- **Exercise goal**
Using the entries that follow, state how many lines contain the word "water". The response is that number and nothing more.

Records from a collection
════════════════

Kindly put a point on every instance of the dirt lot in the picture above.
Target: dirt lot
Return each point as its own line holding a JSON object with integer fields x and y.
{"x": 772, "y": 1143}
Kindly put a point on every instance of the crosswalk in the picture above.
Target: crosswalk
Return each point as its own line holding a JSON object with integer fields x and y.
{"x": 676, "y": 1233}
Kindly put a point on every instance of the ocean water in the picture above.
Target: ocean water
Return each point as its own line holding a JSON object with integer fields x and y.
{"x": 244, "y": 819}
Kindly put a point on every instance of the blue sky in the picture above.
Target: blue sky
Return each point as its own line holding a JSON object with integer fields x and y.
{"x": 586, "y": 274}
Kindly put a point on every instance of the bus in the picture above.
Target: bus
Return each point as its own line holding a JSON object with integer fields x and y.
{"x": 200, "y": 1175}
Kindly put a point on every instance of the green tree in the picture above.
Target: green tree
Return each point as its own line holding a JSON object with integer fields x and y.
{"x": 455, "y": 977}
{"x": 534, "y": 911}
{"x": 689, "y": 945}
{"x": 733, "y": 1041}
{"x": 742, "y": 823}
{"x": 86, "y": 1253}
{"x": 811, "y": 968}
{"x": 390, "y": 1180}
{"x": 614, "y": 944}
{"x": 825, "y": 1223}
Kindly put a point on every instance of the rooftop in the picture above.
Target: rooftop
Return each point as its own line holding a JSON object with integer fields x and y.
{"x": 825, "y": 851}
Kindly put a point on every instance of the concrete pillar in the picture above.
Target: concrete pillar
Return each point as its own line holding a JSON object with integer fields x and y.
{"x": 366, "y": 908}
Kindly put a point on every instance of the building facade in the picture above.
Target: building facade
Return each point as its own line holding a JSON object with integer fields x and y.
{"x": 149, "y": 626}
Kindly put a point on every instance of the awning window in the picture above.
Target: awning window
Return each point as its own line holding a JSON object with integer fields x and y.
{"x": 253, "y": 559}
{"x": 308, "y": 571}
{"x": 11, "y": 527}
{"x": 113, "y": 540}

════════════════

- **Result**
2